Extract every line of the records below that contains the string "sailboat", and note that case counts.
[Listing start]
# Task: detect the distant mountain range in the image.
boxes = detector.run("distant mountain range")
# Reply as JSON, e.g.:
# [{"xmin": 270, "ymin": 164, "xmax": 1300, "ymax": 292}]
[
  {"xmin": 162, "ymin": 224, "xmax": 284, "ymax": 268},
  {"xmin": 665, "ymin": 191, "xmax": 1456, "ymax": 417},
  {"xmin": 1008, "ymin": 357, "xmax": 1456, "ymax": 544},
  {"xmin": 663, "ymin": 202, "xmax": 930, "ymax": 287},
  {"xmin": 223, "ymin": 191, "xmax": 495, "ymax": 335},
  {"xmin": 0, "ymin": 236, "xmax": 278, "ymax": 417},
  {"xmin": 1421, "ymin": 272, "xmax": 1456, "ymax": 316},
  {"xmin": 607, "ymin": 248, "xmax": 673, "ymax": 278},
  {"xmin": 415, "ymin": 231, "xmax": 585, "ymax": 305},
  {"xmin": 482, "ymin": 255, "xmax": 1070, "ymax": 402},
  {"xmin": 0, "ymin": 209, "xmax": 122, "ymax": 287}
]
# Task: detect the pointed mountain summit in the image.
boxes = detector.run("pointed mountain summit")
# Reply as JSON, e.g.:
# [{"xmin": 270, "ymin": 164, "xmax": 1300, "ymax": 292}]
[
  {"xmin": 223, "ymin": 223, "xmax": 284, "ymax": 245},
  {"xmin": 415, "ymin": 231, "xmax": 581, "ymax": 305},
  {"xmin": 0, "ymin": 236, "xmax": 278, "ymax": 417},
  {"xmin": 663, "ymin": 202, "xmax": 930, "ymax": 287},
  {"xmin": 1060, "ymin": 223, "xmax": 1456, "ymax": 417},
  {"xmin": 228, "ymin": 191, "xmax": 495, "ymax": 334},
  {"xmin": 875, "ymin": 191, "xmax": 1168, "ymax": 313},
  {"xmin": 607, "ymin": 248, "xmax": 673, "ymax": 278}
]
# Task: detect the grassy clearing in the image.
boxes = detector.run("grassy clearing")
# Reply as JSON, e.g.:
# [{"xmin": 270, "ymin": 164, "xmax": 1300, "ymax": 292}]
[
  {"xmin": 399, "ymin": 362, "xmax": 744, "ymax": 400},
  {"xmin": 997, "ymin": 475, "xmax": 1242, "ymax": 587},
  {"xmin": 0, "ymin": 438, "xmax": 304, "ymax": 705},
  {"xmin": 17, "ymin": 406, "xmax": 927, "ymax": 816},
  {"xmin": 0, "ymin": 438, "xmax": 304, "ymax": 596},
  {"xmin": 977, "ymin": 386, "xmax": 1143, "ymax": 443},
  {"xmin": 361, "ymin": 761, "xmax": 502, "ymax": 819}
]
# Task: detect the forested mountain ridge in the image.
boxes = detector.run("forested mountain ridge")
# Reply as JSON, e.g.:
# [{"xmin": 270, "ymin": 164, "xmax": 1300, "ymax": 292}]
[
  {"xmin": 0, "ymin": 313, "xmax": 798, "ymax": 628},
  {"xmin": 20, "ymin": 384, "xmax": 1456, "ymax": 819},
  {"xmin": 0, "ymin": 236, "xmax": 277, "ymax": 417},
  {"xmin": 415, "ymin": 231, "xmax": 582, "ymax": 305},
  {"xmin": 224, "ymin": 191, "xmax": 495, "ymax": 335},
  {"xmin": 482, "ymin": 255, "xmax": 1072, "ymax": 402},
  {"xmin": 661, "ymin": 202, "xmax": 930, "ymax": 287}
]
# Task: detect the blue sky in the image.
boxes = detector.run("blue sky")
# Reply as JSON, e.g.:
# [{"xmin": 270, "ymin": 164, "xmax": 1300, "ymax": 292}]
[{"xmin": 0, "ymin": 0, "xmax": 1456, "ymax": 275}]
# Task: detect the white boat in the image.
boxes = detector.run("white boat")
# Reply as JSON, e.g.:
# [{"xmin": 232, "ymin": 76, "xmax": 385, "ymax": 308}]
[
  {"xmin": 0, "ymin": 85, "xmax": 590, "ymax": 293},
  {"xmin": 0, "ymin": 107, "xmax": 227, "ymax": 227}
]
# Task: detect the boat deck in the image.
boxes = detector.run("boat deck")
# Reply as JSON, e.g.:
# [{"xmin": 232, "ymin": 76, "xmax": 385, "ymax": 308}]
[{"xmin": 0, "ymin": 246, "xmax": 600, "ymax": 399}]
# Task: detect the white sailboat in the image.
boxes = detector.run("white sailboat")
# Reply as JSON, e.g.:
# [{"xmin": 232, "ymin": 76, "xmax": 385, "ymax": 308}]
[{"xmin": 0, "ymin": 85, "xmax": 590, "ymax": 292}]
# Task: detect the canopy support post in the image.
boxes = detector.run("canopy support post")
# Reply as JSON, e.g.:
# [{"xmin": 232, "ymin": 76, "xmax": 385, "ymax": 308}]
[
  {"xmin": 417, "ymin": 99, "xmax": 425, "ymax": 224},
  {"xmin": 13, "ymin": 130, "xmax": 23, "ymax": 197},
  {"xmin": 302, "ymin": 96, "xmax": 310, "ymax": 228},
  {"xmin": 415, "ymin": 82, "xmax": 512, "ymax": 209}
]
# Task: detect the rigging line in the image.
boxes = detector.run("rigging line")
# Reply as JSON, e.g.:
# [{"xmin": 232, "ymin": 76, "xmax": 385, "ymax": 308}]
[Listing end]
▶ **Exercise output**:
# Task: detect the white sailboat in the image.
boxes = detector.run("white sailboat")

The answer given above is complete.